• **Requirement**:
The answer is the line with "of the bifold" and every line after it to the end of the listing, retyped exactly. Pictures do not belong in it.

• **Recorded information**:
--- START ---
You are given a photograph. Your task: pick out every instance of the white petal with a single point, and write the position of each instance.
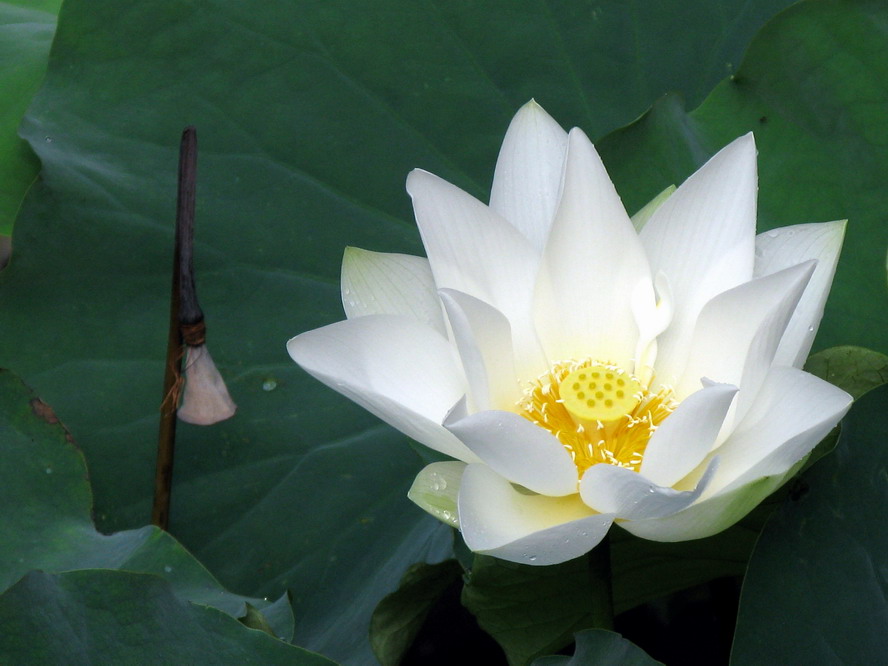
(205, 400)
(528, 173)
(642, 217)
(381, 283)
(484, 339)
(738, 331)
(498, 520)
(702, 238)
(518, 450)
(685, 438)
(651, 323)
(709, 516)
(435, 490)
(791, 413)
(631, 496)
(780, 248)
(473, 250)
(594, 270)
(393, 366)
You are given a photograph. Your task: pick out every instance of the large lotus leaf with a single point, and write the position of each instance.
(309, 116)
(603, 648)
(45, 487)
(116, 617)
(26, 29)
(816, 587)
(812, 88)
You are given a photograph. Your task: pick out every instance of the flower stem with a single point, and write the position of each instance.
(163, 476)
(602, 588)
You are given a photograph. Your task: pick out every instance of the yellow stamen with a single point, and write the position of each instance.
(610, 422)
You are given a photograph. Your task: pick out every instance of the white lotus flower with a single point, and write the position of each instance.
(582, 373)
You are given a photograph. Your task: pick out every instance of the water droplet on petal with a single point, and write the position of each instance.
(438, 482)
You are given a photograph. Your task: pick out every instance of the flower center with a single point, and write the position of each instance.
(599, 412)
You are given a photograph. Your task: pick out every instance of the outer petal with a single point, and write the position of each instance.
(738, 332)
(709, 516)
(498, 520)
(594, 270)
(791, 413)
(780, 248)
(702, 239)
(484, 339)
(528, 173)
(518, 450)
(394, 367)
(435, 489)
(473, 250)
(381, 283)
(629, 495)
(684, 439)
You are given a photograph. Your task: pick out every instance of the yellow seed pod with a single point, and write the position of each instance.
(599, 393)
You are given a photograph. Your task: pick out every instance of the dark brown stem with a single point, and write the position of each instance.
(182, 275)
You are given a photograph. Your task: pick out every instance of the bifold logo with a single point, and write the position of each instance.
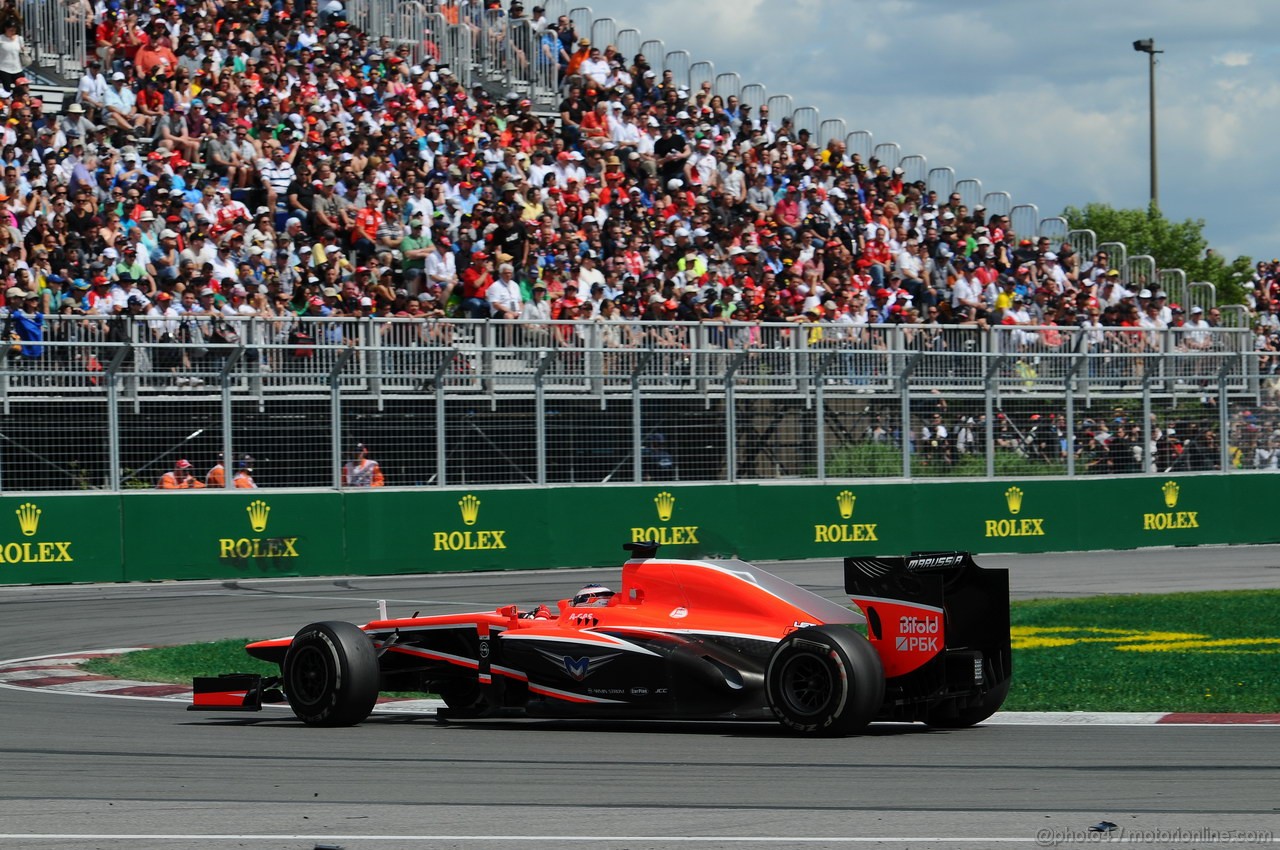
(845, 531)
(918, 634)
(469, 507)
--- END ---
• **Solution**:
You are given a photograph. Your task: pick out every instance of the bifold logo with a single point, and write the position of each instance.
(845, 531)
(918, 634)
(469, 507)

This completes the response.